Work required ::
Put the rows below into a two-column CSV with the headers text and answer. Give one line per row, with its text in the first field and all of its coordinate pairs in the second, each field quoted and any line breaks replaced with spaces.

Rows from a dataset:
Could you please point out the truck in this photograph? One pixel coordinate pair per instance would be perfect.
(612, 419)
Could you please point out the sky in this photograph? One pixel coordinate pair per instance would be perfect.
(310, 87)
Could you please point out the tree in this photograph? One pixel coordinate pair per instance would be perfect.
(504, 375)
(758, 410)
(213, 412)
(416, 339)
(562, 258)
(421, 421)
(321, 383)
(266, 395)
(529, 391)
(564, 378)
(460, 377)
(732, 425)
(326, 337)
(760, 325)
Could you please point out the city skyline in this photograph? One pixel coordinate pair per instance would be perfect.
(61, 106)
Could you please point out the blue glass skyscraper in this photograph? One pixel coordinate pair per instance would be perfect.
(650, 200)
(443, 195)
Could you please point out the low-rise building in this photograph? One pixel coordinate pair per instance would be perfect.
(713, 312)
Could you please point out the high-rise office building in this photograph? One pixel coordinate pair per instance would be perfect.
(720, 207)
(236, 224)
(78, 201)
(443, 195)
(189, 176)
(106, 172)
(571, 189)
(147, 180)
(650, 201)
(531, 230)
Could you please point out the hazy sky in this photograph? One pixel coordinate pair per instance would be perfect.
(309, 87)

Solution to this exercise ::
text,answer
"Could you please point out the truck in this photograph? One pixel coordinate pair per instance would be perfect.","(612, 419)"
"Could you please point out the sky in this photograph? One pixel coordinate pair per instance would be perfect.","(310, 87)"
"Could you please point out the tree in this photograph? One pixel coordinate pair per instance would be perfect.","(504, 375) (758, 410) (213, 412) (416, 339) (562, 258) (421, 421) (321, 383) (266, 395) (529, 391) (564, 378) (460, 377) (732, 425) (326, 337) (760, 325)"
"Could you please point out the city skyline in this photograph? One pixel coordinate pair per instance would be perfect.","(61, 106)"
"Could you please point out the blue glass skyscraper in this photograph? One pixel coordinate pair per instance would be perfect.","(650, 200) (443, 195)"
"Could you please point out the low-rise building in this photograph? One pixel coordinate pair per instance would be perfect.","(713, 312)"
"Could you please point out the high-rise office building in this photograph? One pixel coordinate pair per instance would be perfect.","(720, 207) (236, 224) (78, 201) (443, 195) (189, 176) (106, 172) (571, 189) (147, 180) (650, 201) (531, 230)"
"Could you please point out the hazy sky in this photograph? One pixel coordinate pair per instance would be perfect.","(309, 87)"